■ Goal of the exercise
Copy the stretch of lines below from the one containing "Could you indicate the pale" through the end, both ends included, reproducing them word for word.
>>
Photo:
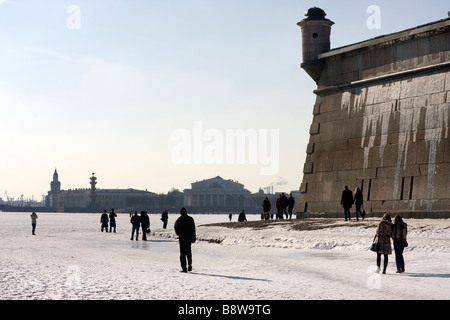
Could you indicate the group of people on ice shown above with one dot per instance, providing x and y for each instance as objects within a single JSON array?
[
  {"x": 281, "y": 205},
  {"x": 137, "y": 222},
  {"x": 386, "y": 230},
  {"x": 184, "y": 228}
]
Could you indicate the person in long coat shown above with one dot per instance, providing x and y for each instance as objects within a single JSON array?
[
  {"x": 112, "y": 221},
  {"x": 384, "y": 234},
  {"x": 291, "y": 205},
  {"x": 145, "y": 224},
  {"x": 399, "y": 236},
  {"x": 358, "y": 201},
  {"x": 165, "y": 218},
  {"x": 185, "y": 229},
  {"x": 104, "y": 221},
  {"x": 266, "y": 209},
  {"x": 347, "y": 202}
]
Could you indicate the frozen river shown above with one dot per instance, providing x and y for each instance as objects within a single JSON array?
[{"x": 70, "y": 258}]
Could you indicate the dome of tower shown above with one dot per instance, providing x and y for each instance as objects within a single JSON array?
[{"x": 315, "y": 14}]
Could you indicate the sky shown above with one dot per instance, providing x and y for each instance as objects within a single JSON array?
[{"x": 158, "y": 94}]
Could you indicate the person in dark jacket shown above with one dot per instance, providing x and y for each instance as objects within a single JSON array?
[
  {"x": 136, "y": 223},
  {"x": 358, "y": 201},
  {"x": 104, "y": 221},
  {"x": 112, "y": 221},
  {"x": 185, "y": 229},
  {"x": 165, "y": 218},
  {"x": 347, "y": 202},
  {"x": 242, "y": 217},
  {"x": 399, "y": 236},
  {"x": 384, "y": 235},
  {"x": 145, "y": 224},
  {"x": 284, "y": 202},
  {"x": 266, "y": 209},
  {"x": 291, "y": 205}
]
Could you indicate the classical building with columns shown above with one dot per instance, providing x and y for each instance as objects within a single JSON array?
[{"x": 216, "y": 193}]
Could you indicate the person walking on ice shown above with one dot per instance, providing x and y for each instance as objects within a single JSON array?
[
  {"x": 136, "y": 223},
  {"x": 384, "y": 235},
  {"x": 104, "y": 221},
  {"x": 185, "y": 229},
  {"x": 33, "y": 223}
]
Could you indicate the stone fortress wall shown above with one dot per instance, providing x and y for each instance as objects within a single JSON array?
[{"x": 381, "y": 122}]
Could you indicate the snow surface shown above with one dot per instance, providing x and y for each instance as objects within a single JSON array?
[{"x": 69, "y": 258}]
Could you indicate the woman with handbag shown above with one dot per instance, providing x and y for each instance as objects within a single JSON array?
[
  {"x": 384, "y": 235},
  {"x": 400, "y": 243}
]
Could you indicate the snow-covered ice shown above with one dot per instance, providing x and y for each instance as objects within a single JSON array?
[{"x": 69, "y": 258}]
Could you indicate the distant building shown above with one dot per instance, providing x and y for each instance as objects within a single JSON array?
[
  {"x": 216, "y": 194},
  {"x": 93, "y": 199}
]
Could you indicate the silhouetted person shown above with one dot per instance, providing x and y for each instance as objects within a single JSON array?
[
  {"x": 242, "y": 216},
  {"x": 358, "y": 201},
  {"x": 347, "y": 202},
  {"x": 145, "y": 223},
  {"x": 284, "y": 202},
  {"x": 291, "y": 203},
  {"x": 266, "y": 209},
  {"x": 136, "y": 223},
  {"x": 104, "y": 221},
  {"x": 185, "y": 229},
  {"x": 112, "y": 221},
  {"x": 165, "y": 218},
  {"x": 33, "y": 223}
]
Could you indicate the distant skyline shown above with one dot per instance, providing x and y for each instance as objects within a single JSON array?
[{"x": 147, "y": 93}]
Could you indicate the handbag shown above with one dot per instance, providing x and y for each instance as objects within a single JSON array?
[{"x": 375, "y": 245}]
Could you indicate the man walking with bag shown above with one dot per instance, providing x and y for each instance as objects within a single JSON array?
[{"x": 185, "y": 229}]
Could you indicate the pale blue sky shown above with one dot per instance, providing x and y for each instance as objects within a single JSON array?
[{"x": 107, "y": 97}]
<<
■ Written solution
Could you indicate the pale blue sky shown above with one dot per instance, providing x and y for each instance as objects within a single JSON array?
[{"x": 107, "y": 97}]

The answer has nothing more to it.